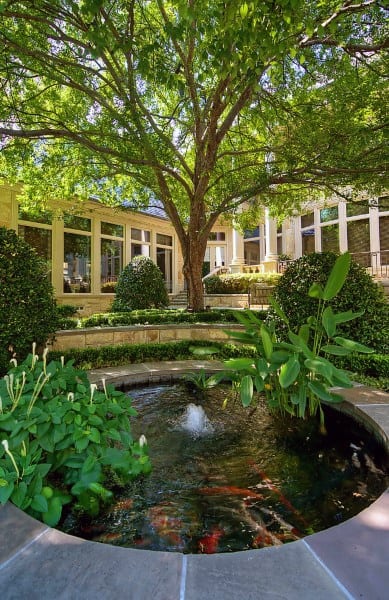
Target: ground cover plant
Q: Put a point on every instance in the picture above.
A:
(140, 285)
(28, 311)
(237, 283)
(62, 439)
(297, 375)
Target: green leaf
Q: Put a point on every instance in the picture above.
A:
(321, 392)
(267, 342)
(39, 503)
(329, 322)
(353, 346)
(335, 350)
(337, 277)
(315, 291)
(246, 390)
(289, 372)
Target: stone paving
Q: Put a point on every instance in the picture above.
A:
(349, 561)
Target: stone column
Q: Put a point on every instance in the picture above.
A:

---

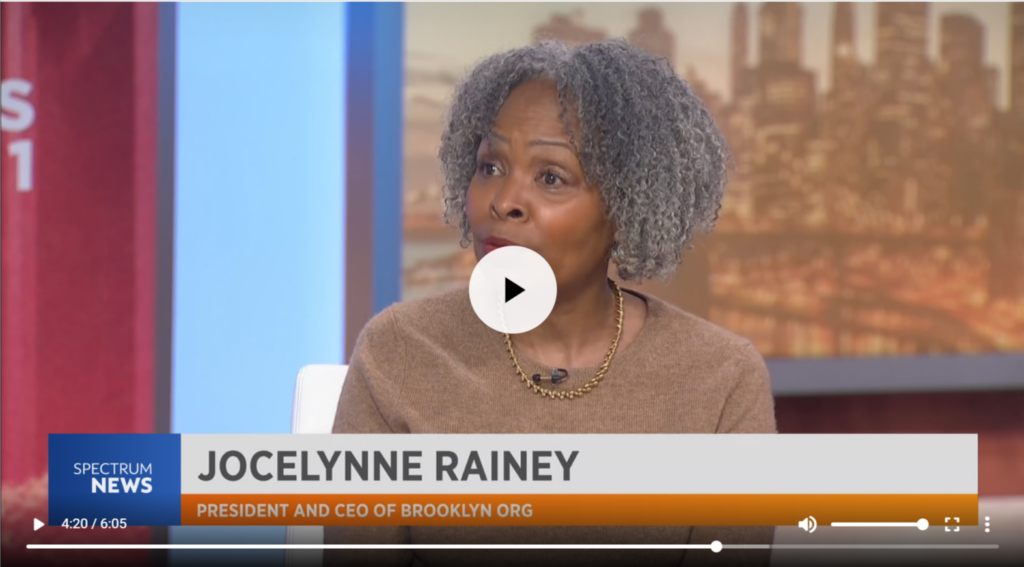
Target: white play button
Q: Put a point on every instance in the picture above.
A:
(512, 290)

==

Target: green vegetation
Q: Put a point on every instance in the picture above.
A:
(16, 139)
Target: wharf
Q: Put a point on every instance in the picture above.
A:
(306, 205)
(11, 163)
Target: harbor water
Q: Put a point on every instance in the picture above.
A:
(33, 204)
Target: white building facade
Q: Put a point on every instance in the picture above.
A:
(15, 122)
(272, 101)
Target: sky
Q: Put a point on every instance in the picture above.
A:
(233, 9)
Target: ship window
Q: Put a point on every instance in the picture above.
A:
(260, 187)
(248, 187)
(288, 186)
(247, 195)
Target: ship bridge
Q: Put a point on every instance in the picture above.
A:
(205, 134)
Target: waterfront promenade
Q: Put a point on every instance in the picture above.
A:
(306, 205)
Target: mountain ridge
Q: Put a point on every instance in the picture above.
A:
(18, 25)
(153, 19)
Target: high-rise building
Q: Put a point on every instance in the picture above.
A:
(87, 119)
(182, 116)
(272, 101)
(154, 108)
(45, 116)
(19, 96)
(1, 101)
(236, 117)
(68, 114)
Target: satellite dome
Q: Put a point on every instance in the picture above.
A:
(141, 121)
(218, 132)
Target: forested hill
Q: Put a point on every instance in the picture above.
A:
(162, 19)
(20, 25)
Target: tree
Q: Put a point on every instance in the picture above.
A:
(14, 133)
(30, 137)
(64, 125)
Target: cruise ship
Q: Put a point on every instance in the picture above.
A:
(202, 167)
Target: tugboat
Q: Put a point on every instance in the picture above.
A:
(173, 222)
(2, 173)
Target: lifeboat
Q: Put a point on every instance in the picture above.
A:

## THE PROBLEM
The answer must consist of every line from the entries above that contains "ship".

## YOUR RESPONSE
Target: ship window
Target: ship bridge
Target: cruise ship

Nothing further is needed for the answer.